* [文書の抜粋]:
******************************

ウンチは健康のバロメーター
犬の健康なウンチとは、どういうものでしょうか。
もちろん個体差がありますが、一般的には、次のようにいわれています。
- 手で掴んでも崩れない程度の硬さ
- しっとりしているが、地面には跡がつくかつかないか程度の水分
- 1回で1〜2本程度の細長い便がスムーズに出される
そして、ニオイです。
いい匂いのするウンチはありませんが、健康な場合は異常な程きついニオイはしません。
特に、いつも同じフードを食べている場合は、ウンチのニオイも同じはずです。
いつものウンチとは異なり、異常にウンチのニオイが強くなった、または急にニオイが変わったという場合には、裏に病気が隠れている可能性も考えられます。
ウンチが異常に臭くなる原因や、裏に隠れているかもしれない病気について、まとめました。

******************************

* [記録一覧]:
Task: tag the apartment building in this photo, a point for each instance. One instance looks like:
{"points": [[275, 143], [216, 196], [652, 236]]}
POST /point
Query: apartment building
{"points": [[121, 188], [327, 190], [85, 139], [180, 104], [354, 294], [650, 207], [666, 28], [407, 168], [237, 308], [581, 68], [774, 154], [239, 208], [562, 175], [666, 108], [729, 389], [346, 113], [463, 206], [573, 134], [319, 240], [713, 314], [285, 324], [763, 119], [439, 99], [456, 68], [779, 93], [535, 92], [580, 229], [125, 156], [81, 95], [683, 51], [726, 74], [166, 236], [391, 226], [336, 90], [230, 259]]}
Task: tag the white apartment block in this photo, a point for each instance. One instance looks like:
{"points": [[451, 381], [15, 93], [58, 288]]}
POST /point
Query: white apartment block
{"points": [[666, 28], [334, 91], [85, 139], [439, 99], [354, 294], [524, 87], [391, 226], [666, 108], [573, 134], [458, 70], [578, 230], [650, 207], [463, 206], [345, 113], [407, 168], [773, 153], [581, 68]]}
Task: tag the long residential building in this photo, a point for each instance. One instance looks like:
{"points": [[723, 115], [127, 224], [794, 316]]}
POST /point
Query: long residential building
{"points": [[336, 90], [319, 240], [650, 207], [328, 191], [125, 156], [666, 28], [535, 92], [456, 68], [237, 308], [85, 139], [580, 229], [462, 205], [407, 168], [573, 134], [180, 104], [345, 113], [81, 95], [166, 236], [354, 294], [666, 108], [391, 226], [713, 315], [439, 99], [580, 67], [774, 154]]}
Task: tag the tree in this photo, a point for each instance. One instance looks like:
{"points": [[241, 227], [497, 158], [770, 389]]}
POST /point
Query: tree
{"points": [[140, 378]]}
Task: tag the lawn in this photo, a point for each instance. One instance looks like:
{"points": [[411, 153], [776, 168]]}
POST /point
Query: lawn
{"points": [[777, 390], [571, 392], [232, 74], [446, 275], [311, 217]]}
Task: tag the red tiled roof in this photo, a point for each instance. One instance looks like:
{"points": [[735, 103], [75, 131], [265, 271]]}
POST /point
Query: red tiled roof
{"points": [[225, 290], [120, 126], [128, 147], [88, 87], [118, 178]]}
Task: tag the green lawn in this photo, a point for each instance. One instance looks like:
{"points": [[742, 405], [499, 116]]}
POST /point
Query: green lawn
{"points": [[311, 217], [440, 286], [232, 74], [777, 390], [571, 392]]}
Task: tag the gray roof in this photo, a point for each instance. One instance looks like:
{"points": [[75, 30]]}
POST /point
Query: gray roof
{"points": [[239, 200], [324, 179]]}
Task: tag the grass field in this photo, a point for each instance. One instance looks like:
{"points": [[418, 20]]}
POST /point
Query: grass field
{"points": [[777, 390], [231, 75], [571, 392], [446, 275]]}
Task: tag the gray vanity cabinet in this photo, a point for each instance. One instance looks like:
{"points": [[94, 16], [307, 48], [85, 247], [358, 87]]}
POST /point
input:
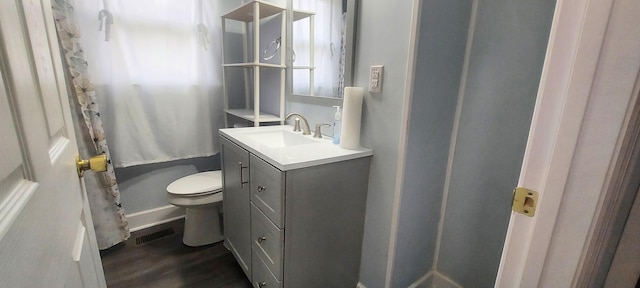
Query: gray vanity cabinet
{"points": [[235, 195], [306, 224]]}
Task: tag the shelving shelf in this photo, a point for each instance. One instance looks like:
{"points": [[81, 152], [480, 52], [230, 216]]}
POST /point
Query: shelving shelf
{"points": [[251, 14], [251, 65], [248, 114]]}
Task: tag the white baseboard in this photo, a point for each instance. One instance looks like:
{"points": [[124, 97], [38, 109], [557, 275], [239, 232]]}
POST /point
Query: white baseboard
{"points": [[442, 281], [148, 218], [424, 282]]}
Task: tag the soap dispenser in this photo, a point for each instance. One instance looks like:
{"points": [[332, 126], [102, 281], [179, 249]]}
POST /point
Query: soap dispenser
{"points": [[337, 123]]}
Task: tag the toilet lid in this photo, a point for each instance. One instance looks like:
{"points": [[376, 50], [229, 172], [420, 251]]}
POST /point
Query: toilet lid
{"points": [[197, 184]]}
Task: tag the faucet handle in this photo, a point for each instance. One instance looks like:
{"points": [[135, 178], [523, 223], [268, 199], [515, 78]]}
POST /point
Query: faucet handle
{"points": [[318, 132], [296, 126]]}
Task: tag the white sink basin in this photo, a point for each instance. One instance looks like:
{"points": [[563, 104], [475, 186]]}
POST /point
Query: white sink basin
{"points": [[286, 150], [280, 138]]}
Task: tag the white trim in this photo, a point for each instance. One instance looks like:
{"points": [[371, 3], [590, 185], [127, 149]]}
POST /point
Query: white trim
{"points": [[454, 131], [569, 74], [402, 145], [614, 203], [442, 281], [152, 217]]}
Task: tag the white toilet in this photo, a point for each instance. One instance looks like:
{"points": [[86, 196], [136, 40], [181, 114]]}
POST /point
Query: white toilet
{"points": [[201, 195]]}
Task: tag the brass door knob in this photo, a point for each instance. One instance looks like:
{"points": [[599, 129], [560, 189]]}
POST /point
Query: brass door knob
{"points": [[96, 164]]}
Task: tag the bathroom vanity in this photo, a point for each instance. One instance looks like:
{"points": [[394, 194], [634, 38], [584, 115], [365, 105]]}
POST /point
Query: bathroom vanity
{"points": [[294, 207]]}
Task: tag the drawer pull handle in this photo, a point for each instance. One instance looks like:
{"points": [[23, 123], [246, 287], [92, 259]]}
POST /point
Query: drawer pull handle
{"points": [[242, 182]]}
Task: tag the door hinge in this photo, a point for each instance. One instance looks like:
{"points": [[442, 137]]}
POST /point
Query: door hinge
{"points": [[524, 201]]}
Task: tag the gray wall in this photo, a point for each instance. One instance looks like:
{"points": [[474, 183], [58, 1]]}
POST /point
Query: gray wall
{"points": [[439, 61], [382, 38], [505, 65], [143, 187]]}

******************************

* [資料を読み解く]:
1/ 犬のウンチと健康についての文書によると、健康な犬は1回に何本程度の便を出すといわれているか。
2/ 犬のウンチと健康についての文書のうち、「いい匂いのするウンチはありませんが、健康な場合は異常な程きついニオイはしません。」から始めて「病気について、まとめました。」まで続く部分を、一字も変えずに書き写しなさい。

* [課題の解答]:
1/ 1回で1〜2本程度の細長い便をスムーズに出すといわれている。

2/
いい匂いのするウンチはありませんが、健康な場合は異常な程きついニオイはしません。
特に、いつも同じフードを食べている場合は、ウンチのニオイも同じはずです。
いつものウンチとは異なり、異常にウンチのニオイが強くなった、または急にニオイが変わったという場合には、裏に病気が隠れている可能性も考えられます。
ウンチが異常に臭くなる原因や、裏に隠れているかもしれない病気について、まとめました。